===== Material provided =====

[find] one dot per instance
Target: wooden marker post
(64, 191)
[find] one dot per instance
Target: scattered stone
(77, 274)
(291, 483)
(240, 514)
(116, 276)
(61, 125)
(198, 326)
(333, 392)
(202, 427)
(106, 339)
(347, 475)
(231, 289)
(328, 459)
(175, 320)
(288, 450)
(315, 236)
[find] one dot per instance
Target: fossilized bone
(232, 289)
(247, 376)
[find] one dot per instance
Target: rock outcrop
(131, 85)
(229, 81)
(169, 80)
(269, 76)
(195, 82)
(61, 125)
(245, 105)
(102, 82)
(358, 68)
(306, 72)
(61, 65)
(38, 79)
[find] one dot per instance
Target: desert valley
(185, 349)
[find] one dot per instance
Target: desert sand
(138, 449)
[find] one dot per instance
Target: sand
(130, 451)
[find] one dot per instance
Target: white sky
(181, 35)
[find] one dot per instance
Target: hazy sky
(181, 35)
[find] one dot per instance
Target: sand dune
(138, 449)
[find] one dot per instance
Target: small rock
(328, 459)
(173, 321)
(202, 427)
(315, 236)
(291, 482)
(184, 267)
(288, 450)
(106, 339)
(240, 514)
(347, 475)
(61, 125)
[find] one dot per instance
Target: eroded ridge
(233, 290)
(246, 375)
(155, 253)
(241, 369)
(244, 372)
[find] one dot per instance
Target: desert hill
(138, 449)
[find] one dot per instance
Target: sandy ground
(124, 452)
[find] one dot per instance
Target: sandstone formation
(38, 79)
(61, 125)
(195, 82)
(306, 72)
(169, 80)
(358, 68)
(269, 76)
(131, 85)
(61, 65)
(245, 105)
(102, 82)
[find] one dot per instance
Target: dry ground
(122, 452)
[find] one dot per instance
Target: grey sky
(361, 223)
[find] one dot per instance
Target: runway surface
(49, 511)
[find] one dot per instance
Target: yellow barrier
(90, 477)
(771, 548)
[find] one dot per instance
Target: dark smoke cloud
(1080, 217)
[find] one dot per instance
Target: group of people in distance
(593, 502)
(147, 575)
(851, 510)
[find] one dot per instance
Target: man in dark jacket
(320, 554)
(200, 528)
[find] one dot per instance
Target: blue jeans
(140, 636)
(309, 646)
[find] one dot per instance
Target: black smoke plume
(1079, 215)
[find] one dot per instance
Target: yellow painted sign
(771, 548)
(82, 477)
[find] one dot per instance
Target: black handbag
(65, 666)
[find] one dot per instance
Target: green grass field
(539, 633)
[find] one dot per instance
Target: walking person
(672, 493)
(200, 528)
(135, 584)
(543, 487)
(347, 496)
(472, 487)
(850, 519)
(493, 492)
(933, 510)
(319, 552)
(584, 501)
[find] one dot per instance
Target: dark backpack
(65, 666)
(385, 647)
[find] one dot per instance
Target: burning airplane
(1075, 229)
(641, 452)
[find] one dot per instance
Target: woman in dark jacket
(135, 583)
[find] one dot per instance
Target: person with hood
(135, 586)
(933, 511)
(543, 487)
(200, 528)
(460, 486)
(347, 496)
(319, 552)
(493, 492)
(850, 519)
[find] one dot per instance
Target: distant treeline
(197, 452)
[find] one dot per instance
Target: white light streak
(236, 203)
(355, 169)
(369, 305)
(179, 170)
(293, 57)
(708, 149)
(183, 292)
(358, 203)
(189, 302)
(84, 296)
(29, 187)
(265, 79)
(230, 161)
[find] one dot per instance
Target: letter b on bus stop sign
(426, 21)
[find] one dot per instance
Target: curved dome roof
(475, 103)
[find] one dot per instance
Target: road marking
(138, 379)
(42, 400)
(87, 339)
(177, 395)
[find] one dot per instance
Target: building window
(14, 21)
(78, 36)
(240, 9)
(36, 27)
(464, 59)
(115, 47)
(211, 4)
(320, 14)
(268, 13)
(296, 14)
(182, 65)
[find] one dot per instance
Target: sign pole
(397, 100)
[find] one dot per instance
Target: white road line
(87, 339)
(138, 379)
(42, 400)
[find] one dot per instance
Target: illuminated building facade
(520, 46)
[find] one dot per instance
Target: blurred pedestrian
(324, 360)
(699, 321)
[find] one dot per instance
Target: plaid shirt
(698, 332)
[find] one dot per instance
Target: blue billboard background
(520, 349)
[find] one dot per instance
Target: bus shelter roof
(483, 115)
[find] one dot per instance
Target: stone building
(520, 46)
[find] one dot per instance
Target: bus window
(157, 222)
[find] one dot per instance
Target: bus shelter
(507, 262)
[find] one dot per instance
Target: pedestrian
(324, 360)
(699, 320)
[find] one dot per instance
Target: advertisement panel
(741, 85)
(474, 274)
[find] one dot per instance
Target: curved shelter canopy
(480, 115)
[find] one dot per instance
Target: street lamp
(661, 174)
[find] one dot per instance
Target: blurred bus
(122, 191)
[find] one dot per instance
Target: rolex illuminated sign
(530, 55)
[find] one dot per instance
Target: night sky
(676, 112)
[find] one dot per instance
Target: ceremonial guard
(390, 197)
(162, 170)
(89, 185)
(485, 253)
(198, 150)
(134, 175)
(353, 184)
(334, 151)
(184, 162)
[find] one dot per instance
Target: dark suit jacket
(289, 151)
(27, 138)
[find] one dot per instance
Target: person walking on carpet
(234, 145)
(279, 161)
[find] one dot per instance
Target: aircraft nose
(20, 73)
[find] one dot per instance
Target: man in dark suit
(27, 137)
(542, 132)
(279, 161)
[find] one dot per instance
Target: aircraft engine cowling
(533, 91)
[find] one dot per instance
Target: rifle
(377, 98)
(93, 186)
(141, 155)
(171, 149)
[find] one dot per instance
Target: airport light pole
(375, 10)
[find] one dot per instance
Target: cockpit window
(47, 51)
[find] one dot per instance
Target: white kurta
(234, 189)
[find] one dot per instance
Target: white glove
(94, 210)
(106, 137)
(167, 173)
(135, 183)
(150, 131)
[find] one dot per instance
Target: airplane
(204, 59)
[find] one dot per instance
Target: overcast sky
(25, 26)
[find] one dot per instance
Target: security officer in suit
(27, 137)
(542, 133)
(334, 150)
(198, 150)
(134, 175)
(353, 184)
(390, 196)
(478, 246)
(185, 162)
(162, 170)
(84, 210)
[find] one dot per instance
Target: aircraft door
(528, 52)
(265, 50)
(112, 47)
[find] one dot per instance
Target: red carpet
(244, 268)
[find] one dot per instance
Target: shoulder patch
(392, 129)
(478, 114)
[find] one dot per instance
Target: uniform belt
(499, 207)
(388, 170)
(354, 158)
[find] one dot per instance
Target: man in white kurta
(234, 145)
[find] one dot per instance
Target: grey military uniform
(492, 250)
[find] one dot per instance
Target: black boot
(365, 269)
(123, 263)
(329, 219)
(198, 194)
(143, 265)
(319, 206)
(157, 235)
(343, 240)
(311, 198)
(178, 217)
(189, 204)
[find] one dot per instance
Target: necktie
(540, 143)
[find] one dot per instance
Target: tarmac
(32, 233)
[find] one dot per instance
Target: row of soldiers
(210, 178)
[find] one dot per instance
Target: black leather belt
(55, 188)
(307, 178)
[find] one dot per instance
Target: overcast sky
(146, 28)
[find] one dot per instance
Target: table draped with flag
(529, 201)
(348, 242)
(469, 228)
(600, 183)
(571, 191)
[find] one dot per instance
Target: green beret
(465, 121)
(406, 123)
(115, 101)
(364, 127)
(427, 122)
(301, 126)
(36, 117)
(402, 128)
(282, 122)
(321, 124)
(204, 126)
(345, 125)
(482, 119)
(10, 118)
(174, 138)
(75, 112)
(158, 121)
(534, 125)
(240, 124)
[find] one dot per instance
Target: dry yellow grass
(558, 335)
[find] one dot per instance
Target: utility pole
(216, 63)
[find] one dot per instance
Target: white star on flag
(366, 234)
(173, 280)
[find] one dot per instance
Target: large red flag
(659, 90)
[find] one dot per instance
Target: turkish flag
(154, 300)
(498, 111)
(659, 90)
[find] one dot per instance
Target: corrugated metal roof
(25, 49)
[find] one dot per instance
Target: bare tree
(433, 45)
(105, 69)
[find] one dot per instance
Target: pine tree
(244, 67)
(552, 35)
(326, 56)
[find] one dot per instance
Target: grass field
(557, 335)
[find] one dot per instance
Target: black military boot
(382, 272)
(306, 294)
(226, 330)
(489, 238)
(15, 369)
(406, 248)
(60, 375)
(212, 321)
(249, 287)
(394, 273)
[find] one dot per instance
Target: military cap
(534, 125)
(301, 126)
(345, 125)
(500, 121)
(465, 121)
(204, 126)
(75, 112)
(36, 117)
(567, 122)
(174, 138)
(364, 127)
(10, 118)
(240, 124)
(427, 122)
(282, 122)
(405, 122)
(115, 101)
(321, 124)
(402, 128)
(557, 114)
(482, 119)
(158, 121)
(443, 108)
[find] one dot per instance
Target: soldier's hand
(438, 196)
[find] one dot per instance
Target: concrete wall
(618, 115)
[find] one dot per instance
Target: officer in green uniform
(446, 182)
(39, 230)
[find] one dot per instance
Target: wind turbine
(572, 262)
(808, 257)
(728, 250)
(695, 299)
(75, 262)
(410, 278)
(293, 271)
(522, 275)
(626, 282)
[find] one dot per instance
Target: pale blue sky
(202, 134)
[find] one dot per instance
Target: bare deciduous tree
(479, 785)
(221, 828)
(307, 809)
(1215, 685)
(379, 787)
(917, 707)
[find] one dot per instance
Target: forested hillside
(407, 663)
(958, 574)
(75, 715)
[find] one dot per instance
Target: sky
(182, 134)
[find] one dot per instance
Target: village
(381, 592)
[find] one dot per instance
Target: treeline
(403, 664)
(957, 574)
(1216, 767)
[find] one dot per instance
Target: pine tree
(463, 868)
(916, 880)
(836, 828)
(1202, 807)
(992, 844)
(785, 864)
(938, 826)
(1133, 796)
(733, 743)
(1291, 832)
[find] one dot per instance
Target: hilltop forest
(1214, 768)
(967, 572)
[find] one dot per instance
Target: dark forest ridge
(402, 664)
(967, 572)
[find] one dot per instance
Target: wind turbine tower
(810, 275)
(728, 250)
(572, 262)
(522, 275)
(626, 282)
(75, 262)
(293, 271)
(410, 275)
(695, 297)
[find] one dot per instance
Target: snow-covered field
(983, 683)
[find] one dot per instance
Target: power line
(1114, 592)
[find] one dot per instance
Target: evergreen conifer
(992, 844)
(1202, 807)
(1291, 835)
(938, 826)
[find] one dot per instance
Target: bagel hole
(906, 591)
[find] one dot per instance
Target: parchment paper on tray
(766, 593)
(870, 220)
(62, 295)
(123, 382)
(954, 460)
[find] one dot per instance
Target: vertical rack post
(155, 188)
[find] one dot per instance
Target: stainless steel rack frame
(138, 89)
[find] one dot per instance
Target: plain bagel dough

=====

__Task__
The task here is to output the line with "Target: forested hillside" and all lines after it to the end of the records above, exactly and only those.

__Reply__
Target: forested hillside
(407, 663)
(958, 574)
(75, 715)
[find] one dot per instance
Target: sky
(182, 134)
[find] one dot per instance
Target: village
(381, 592)
[find] one dot per instance
Target: treeline
(403, 664)
(957, 574)
(1216, 767)
[find] one dot per instance
Target: pine tree
(463, 868)
(916, 880)
(836, 828)
(1202, 807)
(992, 844)
(785, 864)
(938, 826)
(1133, 796)
(733, 743)
(1291, 832)
[find] one dot per instance
Target: hilltop forest
(1214, 768)
(967, 572)
[find] one dot per instance
Target: dark forest ridge
(402, 664)
(967, 572)
[find] one dot per instance
Target: wind turbine tower
(810, 275)
(728, 250)
(572, 262)
(522, 275)
(626, 282)
(75, 262)
(293, 271)
(410, 275)
(695, 297)
[find] one dot per instance
Target: snow-covered field
(983, 683)
[find] one dot per instance
Target: power line
(1114, 592)
[find] one dot per instance
Target: evergreen conifer
(992, 844)
(1202, 807)
(1291, 835)
(938, 826)
[find] one dot per instance
Target: bagel hole
(906, 591)
[find] one dot per instance
Target: parchment paper on tray
(766, 593)
(870, 220)
(62, 295)
(123, 382)
(954, 460)
[find] one dot per instance
Target: vertical rack post
(155, 188)
[find] one dot per instance
Target: stainless steel rack frame
(138, 89)
[find] one dot per instance
Target: plain bagel dough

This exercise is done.